Problem to solve: Set down a word-for-word copy of the data below, limited to the lines from the first through the line with "The component shall identify every instance of the small window".

Point-per-instance localization data:

——————

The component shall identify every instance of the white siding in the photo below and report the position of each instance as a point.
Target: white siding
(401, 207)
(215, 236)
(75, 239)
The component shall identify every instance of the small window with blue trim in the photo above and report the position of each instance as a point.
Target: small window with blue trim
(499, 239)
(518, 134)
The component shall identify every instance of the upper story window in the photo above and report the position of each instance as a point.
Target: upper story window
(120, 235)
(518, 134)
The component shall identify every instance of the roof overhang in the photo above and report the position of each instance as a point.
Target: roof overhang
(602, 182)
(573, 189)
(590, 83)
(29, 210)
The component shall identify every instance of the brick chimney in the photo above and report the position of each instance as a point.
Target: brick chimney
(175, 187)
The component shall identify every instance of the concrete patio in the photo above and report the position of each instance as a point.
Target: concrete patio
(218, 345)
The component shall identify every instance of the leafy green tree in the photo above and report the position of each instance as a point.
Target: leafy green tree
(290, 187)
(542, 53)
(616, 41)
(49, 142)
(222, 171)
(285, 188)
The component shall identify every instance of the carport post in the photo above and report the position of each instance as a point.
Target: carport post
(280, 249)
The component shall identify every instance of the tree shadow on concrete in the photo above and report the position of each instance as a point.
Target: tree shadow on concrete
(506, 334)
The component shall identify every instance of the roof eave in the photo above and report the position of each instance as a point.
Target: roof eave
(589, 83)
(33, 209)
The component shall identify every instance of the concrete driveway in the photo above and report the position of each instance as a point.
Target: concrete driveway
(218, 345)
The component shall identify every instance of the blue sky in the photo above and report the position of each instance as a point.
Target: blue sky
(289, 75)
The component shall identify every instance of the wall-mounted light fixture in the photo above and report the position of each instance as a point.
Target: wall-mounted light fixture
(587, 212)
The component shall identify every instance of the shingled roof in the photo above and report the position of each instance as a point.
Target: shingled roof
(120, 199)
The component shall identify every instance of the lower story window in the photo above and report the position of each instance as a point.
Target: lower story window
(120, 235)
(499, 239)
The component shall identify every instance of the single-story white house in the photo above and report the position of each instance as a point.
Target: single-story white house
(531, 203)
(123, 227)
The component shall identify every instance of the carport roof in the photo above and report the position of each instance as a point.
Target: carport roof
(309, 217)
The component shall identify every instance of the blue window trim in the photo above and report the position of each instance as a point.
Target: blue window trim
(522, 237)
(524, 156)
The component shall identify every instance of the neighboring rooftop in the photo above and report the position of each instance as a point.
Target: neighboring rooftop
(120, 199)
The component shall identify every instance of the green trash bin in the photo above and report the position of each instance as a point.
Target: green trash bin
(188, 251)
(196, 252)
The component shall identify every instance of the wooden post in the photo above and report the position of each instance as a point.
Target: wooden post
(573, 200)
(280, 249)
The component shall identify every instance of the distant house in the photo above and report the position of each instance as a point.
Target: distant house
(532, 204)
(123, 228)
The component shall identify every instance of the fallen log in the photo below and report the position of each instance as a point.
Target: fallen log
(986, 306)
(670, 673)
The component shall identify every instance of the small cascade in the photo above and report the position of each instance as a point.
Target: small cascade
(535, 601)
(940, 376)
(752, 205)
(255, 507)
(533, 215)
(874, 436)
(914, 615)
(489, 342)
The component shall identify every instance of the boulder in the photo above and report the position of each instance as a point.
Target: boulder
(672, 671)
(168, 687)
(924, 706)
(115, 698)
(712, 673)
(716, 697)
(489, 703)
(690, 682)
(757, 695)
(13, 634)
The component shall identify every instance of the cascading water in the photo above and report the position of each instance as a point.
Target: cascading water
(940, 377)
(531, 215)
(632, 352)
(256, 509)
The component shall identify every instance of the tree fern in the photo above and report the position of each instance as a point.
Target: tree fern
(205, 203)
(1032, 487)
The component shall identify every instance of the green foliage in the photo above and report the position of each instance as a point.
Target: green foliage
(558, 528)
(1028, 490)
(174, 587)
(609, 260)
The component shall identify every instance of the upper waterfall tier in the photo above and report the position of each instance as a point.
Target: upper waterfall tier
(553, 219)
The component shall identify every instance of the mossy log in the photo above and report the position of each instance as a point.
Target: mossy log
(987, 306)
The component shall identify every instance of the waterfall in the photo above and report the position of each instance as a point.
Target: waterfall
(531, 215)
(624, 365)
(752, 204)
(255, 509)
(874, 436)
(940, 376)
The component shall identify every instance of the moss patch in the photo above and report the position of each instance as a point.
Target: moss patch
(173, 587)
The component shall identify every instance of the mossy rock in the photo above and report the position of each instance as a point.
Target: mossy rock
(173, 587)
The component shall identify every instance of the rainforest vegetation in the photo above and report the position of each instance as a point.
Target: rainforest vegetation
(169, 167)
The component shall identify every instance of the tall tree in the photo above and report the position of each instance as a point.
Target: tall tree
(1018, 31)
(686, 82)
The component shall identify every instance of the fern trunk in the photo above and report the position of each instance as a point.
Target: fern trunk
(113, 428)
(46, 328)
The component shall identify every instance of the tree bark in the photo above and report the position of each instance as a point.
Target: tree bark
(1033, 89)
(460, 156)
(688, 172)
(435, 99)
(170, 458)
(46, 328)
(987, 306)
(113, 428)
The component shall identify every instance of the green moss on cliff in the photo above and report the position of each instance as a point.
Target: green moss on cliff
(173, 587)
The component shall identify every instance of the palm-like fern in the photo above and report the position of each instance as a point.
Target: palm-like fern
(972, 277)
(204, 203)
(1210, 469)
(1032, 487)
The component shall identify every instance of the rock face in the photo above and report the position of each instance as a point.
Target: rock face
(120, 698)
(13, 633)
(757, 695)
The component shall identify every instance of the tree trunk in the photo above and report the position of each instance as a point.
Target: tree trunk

——————

Expected output:
The component shall identify every instance of the white siding in the photo below and report the position of each instance as a point.
Target: white siding
(401, 207)
(215, 236)
(75, 239)
The component shall identify every instance of the small window with blue trim in the photo above and report the position of each instance as a point.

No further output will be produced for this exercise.